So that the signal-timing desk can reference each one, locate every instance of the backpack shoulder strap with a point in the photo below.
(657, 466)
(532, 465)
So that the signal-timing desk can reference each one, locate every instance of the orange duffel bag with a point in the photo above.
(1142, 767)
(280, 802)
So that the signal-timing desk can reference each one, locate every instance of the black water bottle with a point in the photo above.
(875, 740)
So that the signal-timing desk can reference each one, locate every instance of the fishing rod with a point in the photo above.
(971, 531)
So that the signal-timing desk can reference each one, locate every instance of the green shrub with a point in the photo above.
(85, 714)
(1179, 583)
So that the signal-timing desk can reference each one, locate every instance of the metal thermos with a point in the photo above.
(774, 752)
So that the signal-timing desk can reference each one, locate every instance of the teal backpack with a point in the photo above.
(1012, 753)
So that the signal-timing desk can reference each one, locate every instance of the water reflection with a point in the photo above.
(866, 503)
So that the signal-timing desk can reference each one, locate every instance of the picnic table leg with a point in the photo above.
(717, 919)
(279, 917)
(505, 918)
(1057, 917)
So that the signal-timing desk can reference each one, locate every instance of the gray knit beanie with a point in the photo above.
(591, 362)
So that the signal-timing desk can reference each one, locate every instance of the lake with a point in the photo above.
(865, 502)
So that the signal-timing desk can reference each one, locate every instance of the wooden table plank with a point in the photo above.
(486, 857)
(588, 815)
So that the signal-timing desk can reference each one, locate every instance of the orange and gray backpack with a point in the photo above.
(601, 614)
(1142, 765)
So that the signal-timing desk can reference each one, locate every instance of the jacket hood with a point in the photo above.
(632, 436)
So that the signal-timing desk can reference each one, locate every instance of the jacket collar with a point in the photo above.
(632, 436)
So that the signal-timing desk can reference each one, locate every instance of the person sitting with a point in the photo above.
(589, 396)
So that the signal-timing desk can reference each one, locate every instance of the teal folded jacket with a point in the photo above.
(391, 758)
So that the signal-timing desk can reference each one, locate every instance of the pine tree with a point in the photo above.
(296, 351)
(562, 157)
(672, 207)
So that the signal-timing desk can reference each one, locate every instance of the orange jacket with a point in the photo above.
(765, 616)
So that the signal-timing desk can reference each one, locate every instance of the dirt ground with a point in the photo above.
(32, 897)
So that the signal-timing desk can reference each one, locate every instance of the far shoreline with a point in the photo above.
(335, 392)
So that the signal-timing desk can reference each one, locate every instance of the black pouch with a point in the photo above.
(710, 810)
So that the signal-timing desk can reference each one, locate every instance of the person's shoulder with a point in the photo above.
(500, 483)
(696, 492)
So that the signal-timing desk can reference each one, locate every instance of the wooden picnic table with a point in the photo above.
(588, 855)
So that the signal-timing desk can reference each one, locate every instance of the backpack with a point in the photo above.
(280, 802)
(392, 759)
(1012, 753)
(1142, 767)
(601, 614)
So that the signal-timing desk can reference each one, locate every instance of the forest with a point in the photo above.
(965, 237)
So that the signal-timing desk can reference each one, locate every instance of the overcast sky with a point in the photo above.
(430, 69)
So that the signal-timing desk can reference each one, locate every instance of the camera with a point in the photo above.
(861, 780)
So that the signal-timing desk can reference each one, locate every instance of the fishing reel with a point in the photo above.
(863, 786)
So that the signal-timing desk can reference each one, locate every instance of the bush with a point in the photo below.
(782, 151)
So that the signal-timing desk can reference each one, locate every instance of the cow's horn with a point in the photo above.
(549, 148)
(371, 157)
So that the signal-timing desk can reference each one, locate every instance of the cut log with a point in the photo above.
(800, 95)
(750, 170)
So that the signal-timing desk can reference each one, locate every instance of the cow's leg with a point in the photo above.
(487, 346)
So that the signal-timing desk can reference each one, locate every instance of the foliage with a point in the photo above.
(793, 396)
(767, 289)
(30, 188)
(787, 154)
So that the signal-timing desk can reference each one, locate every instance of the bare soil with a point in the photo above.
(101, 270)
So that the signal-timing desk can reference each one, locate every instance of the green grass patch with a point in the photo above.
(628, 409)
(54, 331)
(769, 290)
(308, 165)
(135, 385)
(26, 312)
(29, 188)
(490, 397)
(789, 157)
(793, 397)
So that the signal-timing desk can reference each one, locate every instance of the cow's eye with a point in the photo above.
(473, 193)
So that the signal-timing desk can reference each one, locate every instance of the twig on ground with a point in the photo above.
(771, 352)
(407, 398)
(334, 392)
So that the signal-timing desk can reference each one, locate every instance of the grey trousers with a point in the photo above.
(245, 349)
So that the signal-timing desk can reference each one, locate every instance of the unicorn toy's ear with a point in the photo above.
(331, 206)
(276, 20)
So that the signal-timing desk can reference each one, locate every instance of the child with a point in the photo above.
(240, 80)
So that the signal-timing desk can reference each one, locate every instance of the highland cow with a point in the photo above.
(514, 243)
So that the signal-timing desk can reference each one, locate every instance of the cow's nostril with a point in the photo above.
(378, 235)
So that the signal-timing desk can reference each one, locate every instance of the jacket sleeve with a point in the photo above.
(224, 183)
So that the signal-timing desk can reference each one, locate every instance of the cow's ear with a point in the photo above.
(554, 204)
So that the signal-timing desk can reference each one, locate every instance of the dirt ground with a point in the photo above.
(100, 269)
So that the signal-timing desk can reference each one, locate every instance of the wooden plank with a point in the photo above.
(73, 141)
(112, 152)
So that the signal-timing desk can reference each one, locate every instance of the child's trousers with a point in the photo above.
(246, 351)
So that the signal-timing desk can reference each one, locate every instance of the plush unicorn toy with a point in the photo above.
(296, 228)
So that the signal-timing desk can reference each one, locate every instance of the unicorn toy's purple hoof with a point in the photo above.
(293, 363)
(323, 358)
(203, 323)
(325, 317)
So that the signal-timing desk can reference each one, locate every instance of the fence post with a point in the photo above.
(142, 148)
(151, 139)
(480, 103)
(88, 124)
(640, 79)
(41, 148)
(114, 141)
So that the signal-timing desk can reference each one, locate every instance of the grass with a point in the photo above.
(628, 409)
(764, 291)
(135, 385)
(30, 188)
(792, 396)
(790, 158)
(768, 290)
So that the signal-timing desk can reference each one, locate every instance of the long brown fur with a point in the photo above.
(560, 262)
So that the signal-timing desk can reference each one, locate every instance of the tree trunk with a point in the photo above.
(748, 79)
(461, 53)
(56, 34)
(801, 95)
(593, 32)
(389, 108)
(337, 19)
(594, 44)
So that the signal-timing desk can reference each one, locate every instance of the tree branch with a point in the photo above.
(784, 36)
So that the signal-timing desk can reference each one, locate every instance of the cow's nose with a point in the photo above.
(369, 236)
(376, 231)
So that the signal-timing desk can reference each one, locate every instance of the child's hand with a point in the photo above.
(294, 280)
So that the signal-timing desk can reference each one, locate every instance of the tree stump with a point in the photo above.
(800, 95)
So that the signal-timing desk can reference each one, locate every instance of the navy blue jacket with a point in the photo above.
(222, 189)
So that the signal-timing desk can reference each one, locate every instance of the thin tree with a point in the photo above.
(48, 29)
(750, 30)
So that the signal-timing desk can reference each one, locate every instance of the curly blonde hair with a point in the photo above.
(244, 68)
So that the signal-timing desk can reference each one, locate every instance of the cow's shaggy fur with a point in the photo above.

+ + + +

WHAT YOU ARE ASKED TO DO:
Write out every entry word for word.

RESULT OF THIS TASK:
So that the signal-timing desk can reference each one, locate every instance of the backpack shoulder strap with a point in the photo below.
(657, 466)
(532, 465)
So that the signal-timing desk can reference each one, locate every instance of the orange duffel bag with a point in the photo above.
(1142, 767)
(280, 802)
So that the signal-timing desk can reference each one, locate every instance of the black water bottle with a point in the photo above.
(875, 740)
So that the signal-timing desk can reference each one, locate every instance of the fishing rod with a point in the photo above.
(971, 531)
So that the signal-timing desk can reference each one, locate every instance of the green shrub with a point in the photo above.
(85, 714)
(1179, 583)
So that the signal-timing desk can reference each one, locate every instance of the metal thermos with a point in the photo above.
(774, 752)
So that the signal-timing desk can reference each one, locate every instance of the teal backpack with a point in the photo above.
(1012, 753)
So that the signal-timing desk can reference each one, locate every instance of the water reflection with a point in the photo above.
(866, 503)
So that the signal-timing desk can reference each one, locate every instance of the picnic table leg with a point in the photo above.
(717, 919)
(279, 917)
(505, 918)
(1057, 917)
So that the signal-timing desk can reference each one, locate every instance of the gray knit beanie with a point in the photo above.
(591, 362)
So that the signal-timing desk can reference each one, locate every instance of the lake with a point in the photo above.
(865, 502)
So that the signal-timing desk can reference each one, locate every instance of the wooden table plank with a point in the photo above.
(486, 857)
(588, 815)
So that the signal-timing desk can reference each one, locate every instance of the orange and gray backpack with a point in the photo above.
(601, 614)
(1142, 765)
So that the signal-timing desk can reference each one, locate every instance of the jacket hood with a point in the photo above.
(632, 436)
So that the signal-timing desk can reference each one, locate every instance of the jacket collar with a point in the photo above.
(632, 436)
So that the signal-timing desk can reference each one, locate every instance of the person sitting with a point in the photo above.
(589, 396)
So that the signal-timing desk can reference each one, locate every instance of the teal folded jacket with a point in the photo above.
(391, 758)
So that the signal-timing desk can reference each one, locate every instance of the pine tree with a point in the photo above.
(296, 351)
(562, 157)
(672, 207)
So that the signal-timing desk can reference each one, locate every instance of the orange jacket with a point in the photo above.
(765, 616)
So that the signal-timing desk can reference each one, locate every instance of the dirt ground with a point in the photo above.
(32, 897)
So that the signal-timing desk can reference each one, locate every instance of the far shoreline with a point in the photo above.
(335, 392)
So that the signal-timing desk can reference each one, locate every instance of the black pouch with a point in the photo above.
(710, 810)
So that the signal-timing desk can reference each one, locate every instance of the person's shoulder with a point in the photo above.
(500, 483)
(696, 492)
So that the signal-timing desk can reference each one, locate every instance of the wooden picnic table with a point in the photo above.
(588, 855)
So that the signal-timing desk can reference each one, locate every instance of the backpack with a point in the photo above.
(280, 802)
(392, 759)
(1012, 753)
(1142, 767)
(601, 614)
So that the signal-timing desk can reference each one, locate every instance of the forest with a point in the photo above.
(965, 237)
So that the signal-timing desk can reference each one, locate every instance of the overcast sky with a point in the photo above.
(430, 69)
So that the signal-timing desk can reference each one, locate every instance of the camera with a point in the photo above.
(861, 780)
So that the signal-timing desk can reference each one, locate every instance of the fishing reel with a point in the photo above.
(863, 786)
So that the signal-timing desk can reference each one, locate every instance of the bush with a point in the photo below.
(782, 151)
So that the signal-timing desk can reference each one, locate every instance of the cow's horn with a point in the photo above.
(549, 148)
(371, 157)
So that the signal-timing desk can reference each one, locate every instance of the cut log with a point in the photo above.
(800, 95)
(750, 170)
So that the signal-timing desk can reference each one, locate every instance of the cow's leg with a point in the photo above.
(487, 346)
So that the signal-timing desk can reference each one, locate every instance of the foliage with a point in the photo above.
(793, 396)
(767, 289)
(30, 188)
(787, 154)
So that the signal-timing desk can reference each one, locate every instance of the bare soil with a point in the photo above.
(101, 270)
So that the signal-timing desk can reference each one, locate every instance of the green grass patch with a point in the photo above.
(628, 409)
(54, 331)
(769, 290)
(308, 165)
(135, 385)
(26, 312)
(29, 188)
(490, 397)
(789, 157)
(793, 397)
So that the signal-timing desk can reference each one, locate every instance of the cow's eye with a point in the photo above.
(473, 193)
So that the signal-timing desk can reference each one, locate every instance of the twig on ground with a point in the photo above.
(771, 352)
(407, 398)
(334, 392)
So that the signal-timing desk can reference each one, locate every instance of the grey trousers with a point in the photo above.
(245, 349)
So that the signal-timing desk can reference each one, locate every instance of the unicorn toy's ear with a point in the photo above.
(331, 206)
(276, 20)
So that the signal-timing desk can reference each one, locate every instance of the child with a point in the photo above.
(240, 80)
So that the signal-timing desk can reference each one, locate every instance of the highland cow with a point in the photo above.
(514, 243)
So that the signal-timing desk can reference each one, locate every instance of the cow's nostril with a point in the photo above.
(378, 235)
So that the signal-timing desk can reference each one, locate every instance of the jacket sleeve with a point in the photo above.
(224, 183)
So that the signal-timing desk can reference each one, locate every instance of the cow's ear with a point in the photo above.
(554, 204)
So that the signal-timing desk can reference each one, locate every instance of the dirt ground with a point in the photo above.
(100, 269)
So that the signal-timing desk can reference each one, locate every instance of the wooden plank with a point in the photo above.
(73, 141)
(112, 152)
So that the signal-timing desk can reference each one, locate every instance of the child's trousers with a point in the photo above.
(246, 351)
So that the signal-timing desk can reference each one, locate every instance of the plush unicorn toy with a point in the photo above.
(296, 228)
So that the signal-timing desk can reference each one, locate every instance of the unicorn toy's purple hoof with a point in the photo above.
(293, 363)
(323, 358)
(203, 323)
(325, 317)
So that the signal-timing desk can reference each one, locate every instance of the fence post with a point in the photo above.
(142, 148)
(151, 139)
(480, 103)
(88, 124)
(640, 79)
(41, 148)
(114, 141)
So that the signal-timing desk can reference each one, locate every instance of the grass with a point in the photo above.
(628, 409)
(764, 291)
(135, 385)
(30, 188)
(792, 396)
(790, 158)
(768, 290)
So that the signal-timing desk can reference each one, locate every instance of the long brown fur with a point in the photo above.
(560, 262)
So that the signal-timing desk can reference each one, locate every instance of the tree trunk with a point in the photo above.
(748, 79)
(461, 53)
(56, 34)
(801, 95)
(593, 32)
(389, 108)
(337, 19)
(594, 44)
So that the signal-timing desk can reference each one, locate every instance of the tree branch with a point in the photo above.
(784, 36)
So that the signal-timing desk can reference each one, locate every instance of the cow's nose with a point in the photo above.
(369, 236)
(376, 231)
So that the signal-timing desk can reference each one, locate every instance of the child's hand with a point in the photo above.
(294, 280)
So that the signal-timing desk can reference each one, locate every instance of the tree stump with a point in the photo above.
(800, 95)
So that the signal-timing desk can reference each one, locate every instance of the navy blue jacket with a point in the photo above.
(222, 189)
So that the signal-timing desk can reference each one, locate every instance of the thin tree with a point in the photo above.
(48, 29)
(750, 30)
So that the signal-timing desk can reference each one, locate every instance of the curly blonde hair with a point in the photo above.
(244, 68)
So that the signal-timing desk can reference each one, locate every instance of the cow's shaggy fur with a point in the photo above.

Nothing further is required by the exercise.